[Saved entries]
******

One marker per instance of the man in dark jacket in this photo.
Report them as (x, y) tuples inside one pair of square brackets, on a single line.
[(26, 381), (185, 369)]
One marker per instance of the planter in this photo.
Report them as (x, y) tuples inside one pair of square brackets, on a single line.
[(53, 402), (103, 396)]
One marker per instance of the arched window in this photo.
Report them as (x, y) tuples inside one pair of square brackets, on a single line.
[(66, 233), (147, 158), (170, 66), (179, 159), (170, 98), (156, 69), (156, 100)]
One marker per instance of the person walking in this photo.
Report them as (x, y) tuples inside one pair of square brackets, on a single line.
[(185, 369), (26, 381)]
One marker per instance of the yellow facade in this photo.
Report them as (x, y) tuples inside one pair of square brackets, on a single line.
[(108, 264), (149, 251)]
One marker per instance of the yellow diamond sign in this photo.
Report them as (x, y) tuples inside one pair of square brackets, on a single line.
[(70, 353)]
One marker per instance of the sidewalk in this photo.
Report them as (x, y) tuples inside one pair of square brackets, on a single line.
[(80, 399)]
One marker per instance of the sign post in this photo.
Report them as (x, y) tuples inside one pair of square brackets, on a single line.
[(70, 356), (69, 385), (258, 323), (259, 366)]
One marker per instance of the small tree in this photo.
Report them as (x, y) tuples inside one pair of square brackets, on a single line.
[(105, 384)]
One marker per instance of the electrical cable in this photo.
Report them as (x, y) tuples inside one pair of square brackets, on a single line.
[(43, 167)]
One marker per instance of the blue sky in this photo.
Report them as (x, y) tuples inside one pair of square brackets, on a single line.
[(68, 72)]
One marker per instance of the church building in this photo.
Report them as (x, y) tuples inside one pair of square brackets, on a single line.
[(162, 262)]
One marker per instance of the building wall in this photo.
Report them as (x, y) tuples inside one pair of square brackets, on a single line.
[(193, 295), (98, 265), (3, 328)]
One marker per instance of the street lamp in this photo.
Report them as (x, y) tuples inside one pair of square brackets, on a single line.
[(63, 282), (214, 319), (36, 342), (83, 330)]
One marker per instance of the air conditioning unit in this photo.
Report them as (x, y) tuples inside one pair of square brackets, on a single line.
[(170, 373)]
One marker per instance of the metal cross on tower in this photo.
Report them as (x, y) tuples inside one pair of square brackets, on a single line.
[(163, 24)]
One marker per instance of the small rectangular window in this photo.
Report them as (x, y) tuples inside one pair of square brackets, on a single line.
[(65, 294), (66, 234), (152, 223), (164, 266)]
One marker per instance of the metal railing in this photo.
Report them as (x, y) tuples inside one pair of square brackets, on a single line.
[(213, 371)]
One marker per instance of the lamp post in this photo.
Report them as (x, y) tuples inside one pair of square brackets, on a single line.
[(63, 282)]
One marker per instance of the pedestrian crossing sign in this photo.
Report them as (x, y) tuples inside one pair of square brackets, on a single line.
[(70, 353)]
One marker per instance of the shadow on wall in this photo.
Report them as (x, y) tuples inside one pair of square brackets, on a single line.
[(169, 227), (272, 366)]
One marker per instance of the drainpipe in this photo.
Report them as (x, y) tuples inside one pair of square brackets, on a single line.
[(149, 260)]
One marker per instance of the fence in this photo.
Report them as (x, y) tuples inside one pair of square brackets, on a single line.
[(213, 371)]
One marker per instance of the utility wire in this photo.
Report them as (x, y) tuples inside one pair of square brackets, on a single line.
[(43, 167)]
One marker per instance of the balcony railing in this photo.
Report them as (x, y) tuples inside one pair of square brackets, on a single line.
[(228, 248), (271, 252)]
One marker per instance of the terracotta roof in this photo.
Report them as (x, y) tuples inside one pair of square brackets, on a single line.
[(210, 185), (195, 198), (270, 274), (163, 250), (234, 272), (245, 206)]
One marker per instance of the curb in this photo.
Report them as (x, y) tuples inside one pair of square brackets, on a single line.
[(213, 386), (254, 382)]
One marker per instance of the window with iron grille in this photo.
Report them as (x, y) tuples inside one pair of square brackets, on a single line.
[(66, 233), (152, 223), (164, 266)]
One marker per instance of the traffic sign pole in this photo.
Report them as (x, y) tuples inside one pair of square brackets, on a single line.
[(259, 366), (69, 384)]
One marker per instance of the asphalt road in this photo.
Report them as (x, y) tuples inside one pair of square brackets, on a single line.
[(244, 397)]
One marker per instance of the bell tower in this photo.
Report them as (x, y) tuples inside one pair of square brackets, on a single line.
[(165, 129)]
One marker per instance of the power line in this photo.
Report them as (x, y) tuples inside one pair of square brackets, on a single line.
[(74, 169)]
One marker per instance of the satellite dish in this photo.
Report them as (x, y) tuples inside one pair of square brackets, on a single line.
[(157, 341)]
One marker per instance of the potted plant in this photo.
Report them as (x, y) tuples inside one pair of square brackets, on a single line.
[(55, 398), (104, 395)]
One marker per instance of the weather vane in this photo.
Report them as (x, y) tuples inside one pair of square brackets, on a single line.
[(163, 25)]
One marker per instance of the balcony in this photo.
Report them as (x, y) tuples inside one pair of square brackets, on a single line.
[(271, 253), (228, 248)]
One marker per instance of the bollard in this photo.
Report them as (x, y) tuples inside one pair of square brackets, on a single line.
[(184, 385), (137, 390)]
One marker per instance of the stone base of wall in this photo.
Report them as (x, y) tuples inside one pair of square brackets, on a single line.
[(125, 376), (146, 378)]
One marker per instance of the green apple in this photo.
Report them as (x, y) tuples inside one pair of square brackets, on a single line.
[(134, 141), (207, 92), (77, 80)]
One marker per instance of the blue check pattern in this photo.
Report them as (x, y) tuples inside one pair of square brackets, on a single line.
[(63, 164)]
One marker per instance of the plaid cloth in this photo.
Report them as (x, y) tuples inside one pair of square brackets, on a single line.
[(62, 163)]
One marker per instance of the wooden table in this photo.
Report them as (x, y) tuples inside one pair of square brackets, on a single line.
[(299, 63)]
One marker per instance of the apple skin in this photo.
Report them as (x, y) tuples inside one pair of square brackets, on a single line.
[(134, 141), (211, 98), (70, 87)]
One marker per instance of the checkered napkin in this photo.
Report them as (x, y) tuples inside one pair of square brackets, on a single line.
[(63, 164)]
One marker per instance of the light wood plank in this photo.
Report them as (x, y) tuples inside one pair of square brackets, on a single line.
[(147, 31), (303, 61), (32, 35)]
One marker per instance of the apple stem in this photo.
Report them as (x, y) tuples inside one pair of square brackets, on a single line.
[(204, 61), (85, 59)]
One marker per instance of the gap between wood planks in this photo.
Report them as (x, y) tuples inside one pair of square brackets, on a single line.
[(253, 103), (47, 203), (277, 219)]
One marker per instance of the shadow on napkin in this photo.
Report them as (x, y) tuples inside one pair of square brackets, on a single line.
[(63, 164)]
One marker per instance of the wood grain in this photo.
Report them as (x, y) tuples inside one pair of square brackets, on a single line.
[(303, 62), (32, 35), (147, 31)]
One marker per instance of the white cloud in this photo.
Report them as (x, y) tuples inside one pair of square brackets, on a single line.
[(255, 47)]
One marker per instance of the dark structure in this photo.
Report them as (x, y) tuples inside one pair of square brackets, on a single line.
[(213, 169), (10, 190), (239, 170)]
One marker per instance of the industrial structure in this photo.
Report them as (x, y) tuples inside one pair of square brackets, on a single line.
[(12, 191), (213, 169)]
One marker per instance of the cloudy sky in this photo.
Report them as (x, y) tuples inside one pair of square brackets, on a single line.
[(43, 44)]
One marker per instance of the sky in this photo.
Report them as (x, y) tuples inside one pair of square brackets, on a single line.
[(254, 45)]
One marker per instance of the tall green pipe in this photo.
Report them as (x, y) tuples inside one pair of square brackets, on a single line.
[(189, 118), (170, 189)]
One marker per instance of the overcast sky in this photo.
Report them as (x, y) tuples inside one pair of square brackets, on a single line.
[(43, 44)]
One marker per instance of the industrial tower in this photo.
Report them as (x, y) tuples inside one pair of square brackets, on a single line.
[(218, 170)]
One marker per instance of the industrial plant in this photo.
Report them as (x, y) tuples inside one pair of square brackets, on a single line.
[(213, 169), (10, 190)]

******

### Problem
Your answer should consist solely of the lines above from the line with "One marker per instance of the blue check" to the line with "One marker per instance of the cloudy", both included, reproduced exactly.

### Reply to the exercise
One marker per instance of the blue check pattern in this photo.
Report them as (x, y) tuples inside one pair of square brackets, on a single line.
[(63, 164)]
One marker per instance of the plaid cloth in this photo.
Report them as (x, y) tuples inside one pair of square brackets, on a single line.
[(62, 163)]
One marker per instance of the wooden table in this photo.
Report them as (x, y) tuples inside one pair of square brackets, on a single line.
[(299, 63)]
One marker per instance of the apple skin in this photo.
Report them as (x, y) tuples inside one pair of square brackets, on a single line.
[(134, 141), (211, 98), (70, 87)]
One marker per instance of the checkered napkin in this photo.
Report them as (x, y) tuples inside one pair of square brackets, on a single line.
[(63, 164)]
One marker per instance of the light wood plank in this photo.
Report them as (x, y) tuples inside one pair of square brackets, on a single line.
[(147, 31), (303, 61), (32, 35)]
One marker per instance of the apple stem in this photo.
Report them as (x, y) tuples inside one pair of square brackets, on a single line.
[(204, 61), (85, 59)]
One marker per instance of the gap between wood planks in this photo.
Report them as (x, y) tuples inside one pair of square brackets, on a single line.
[(253, 103), (47, 203), (277, 219)]
One marker per instance of the shadow on napkin in this photo.
Report them as (x, y) tuples inside one pair of square brackets, on a single line.
[(63, 164)]
One marker per instance of the wood grain in this photo.
Report them as (x, y) tuples inside one pair of square brackets, on a single line.
[(303, 62), (32, 35), (147, 31)]
One marker per instance of the white cloud in this photo.
Report them as (x, y) tuples inside one pair of square brackets, on a single line.
[(255, 47)]
One marker per instance of the dark structure in this photo.
Report them as (x, y) tuples inside one pair of square brackets, on a single line.
[(213, 169), (10, 190), (239, 170)]
One marker per instance of the industrial structure in this photo.
Report them as (x, y) tuples inside one pair of square brackets, on a single line.
[(12, 191), (213, 169)]
One marker per instance of the cloudy sky in this photo.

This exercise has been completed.